◆ Attività
**a.** Secondo la presentazione della psicologa, presso quale università ha conseguito la laurea in psicologia clinica e di comunità?
**b.** Scrivi il seguito della presentazione della psicologa, partendo dopo l'ultima frase riportata.
--- Estratto del documento ---
Sono una psicologa, psicoterapeuta e psicoanalista.
Da sempre affascinata dalla psiche non ho però fatto un percorso lineare da subito. Non è detto che sia così negativo: un po' di strada in più corrisponde necessariamente a una maggiore esperienza di vita e quando fai ritorno a quello svincolo non preso cogli l’antica passione in modo più denso, ricco, un po' come ritrovare se stessi.
Cambiare strada è possibile.
Ho quindi prima portato a termine un percorso di studi in lingue (inglese, francese, spagnolo) conseguendo una laurea in Lingue e Letterature Straniere Moderne, a Milano, ho intrapreso la mia prima analisi, mi sono iscritta all’Università degli Studi di Padova laureandomi in psicologia clinica e di comunità. In seguito mi sono specializzata in Psicoanalisi della Relazione presso l’Istituto SIPRe (Società Italiana di Psicoanalisi della Relazione) di Milano.
Negli anni ho sviluppato un interesse verso i gruppi (nasciamo in un gruppo, quello familiare, e sviluppiamo in continuazione la nostra esistenza in mezzo ai gruppi – amici, compagni di scuola, colleghi) sfociato in una specializzazione in Psicoanalisi della Relazione di Gruppo. Lo studio dei gruppi mi ha portata a considerare le persone che incontro (nel mio studio perché le seguo in psicoterapia ma anche quelle che incontro facendo formazione) mai solo come singole identità ma anche per quell’insieme di relazioni all’interno delle quali si sono costituite, sono nate e cresciute, e quella modalità relazionale portano con sé nelle amicizie, nei luoghi di studio e di lavoro.
Guardo le persone che vengono da me come inserite in una complessità che, a volte, può essere faticosa da sostenere ma che contiene in sé ricchezze da (ri)trovare e sviluppare. Anche se non sempre convoco in studio da me l’intera famiglia (considero la famiglia un gruppo a tutti gli effetti) la mia considerazione tiene a mente la persona che ho di fronte, perché è lei che sta chiedendo un intervento, ma ho sempre un occhio (e un orecchio) alle sue relazioni.
--- Dati da analizzare ---
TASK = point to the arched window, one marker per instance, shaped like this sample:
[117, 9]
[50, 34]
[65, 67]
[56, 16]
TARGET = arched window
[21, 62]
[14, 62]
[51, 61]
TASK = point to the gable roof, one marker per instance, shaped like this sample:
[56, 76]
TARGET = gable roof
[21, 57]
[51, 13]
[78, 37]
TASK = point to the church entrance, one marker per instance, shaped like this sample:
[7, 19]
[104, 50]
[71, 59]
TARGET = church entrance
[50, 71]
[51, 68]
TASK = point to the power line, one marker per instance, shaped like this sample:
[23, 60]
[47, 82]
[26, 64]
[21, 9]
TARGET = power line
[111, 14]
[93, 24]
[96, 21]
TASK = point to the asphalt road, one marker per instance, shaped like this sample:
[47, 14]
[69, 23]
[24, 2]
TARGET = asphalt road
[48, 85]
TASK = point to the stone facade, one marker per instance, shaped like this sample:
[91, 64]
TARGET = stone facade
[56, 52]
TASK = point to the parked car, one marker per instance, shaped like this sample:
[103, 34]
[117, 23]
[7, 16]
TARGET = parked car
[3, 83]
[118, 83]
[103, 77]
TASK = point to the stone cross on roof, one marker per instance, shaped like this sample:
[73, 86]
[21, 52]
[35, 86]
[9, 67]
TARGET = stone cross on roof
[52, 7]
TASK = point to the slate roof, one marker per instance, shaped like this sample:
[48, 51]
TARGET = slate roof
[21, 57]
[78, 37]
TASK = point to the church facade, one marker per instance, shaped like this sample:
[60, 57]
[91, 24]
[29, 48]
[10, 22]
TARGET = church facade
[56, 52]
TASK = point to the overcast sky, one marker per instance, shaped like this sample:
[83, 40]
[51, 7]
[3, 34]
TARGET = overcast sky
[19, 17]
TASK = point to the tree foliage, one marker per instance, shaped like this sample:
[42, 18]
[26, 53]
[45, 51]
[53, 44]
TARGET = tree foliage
---
◆ Risposte per numero
**a.** Presso l'Università degli Studi di Padova.

**b.**
In questi anni ho incontrato tante persone e, per la maggior parte di queste, la fatica della quotidianità che le aveva condotte da me, era principalmente legata a relazioni insoddisfacenti ma soprattutto al bisogno di trovare un proprio ruolo nella vita, una identità.
L’esperienza mi ha condotta ad avere una visione concreta dei problemi che le persone si trovano ad affrontare per quel che riguarda la loro vita professionale e/o privata, che si tratti di stress, di ipersensibilità, iperattività, dipendenze, perdita del lavoro, mobbing, ansie, paura di desiderare.
Che si tratti a volte di depressione a causa del mancato riconoscimento o apprezzamento del proprio lavoro, un lutto (e per lutto non intendo solo la mancanza di una persona cara ma anche la perdita di un sogno, di un progetto, una separazione, ciò che viene vissuto come rinuncia), un dolore, una perdita. E spesso la perdita di qualcosa coincide con la perdita delle speranze e di sé, come se non si esistesse più. Tutti continuano a vederti ma tu non ti senti più.
La terapia può far vedere quanto un atteggiamento diventato parte di noi rischi di non far emergere nuove possibilità per uscire da un momento di stallo. Una strada intrapresa non è detto debba diventare per forza a senso unico, se no si trasforma in camicia di forza. Si può provare a cambiare.